EXCERPT TO READ
+++

Archive for May, 2014|Monthly archive page
This week The Age published an article* by Melbourne author Alice Pung. She wrote about a creative writing and publishing program for children called the 100 Story Building, and wove in observations of the place of cultivated creativity in the lives of young migrant and refugee children.
She was writing from experience – Pung and her immediate family are survivors of Pol Pot’s genocidal regime in Cambodia. She grew up in Braybrook, one of the most culturally-diverse and disadvantaged suburbs in the whole of Australia, where many children must assume adult duties and responsibilities, translating for parents, and helping them navigate an unfamiliar world.
One section of her article jumped out at me, when she wrote of the priorities of parents who have suffered and risked everything in order to bring their family to safety. For them, the ultimate goal for their children is that they have comfortable lives, safe and predictable employment, a home that is calm, secure, and ordered, and where there is space to grow.

+++

CHALLENGE A
According to the passage on Alice Pung's article, why was Pung writing from experience? Answer in one to three sentences.
CHALLENGE B
Reproduce everything in the passage on Alice Pung's article from "Archive for May, 2014|Monthly" down to "and refugee children.".

DATA SEGMENT

+++

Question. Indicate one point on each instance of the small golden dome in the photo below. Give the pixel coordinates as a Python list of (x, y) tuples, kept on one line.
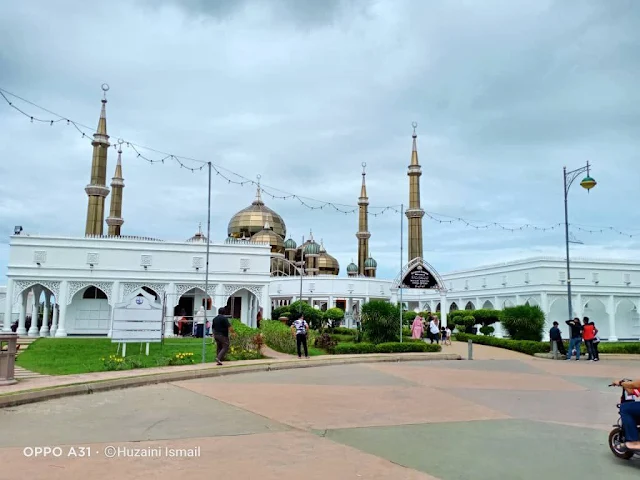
[(252, 219), (267, 235)]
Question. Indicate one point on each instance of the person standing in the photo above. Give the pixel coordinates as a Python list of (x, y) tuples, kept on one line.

+++

EXERCISE SOLUTION A
Pung and her immediate family are survivors of Pol Pot's genocidal regime in Cambodia. She also grew up in Braybrook, one of the most culturally diverse and disadvantaged suburbs in Australia.

EXERCISE SOLUTION B
Archive for May, 2014|Monthly archive page
This week The Age published an article* by Melbourne author Alice Pung. She wrote about a creative writing and publishing program for children called the 100 Story Building, and wove in observations of the place of cultivated creativity in the lives of young migrant and refugee children.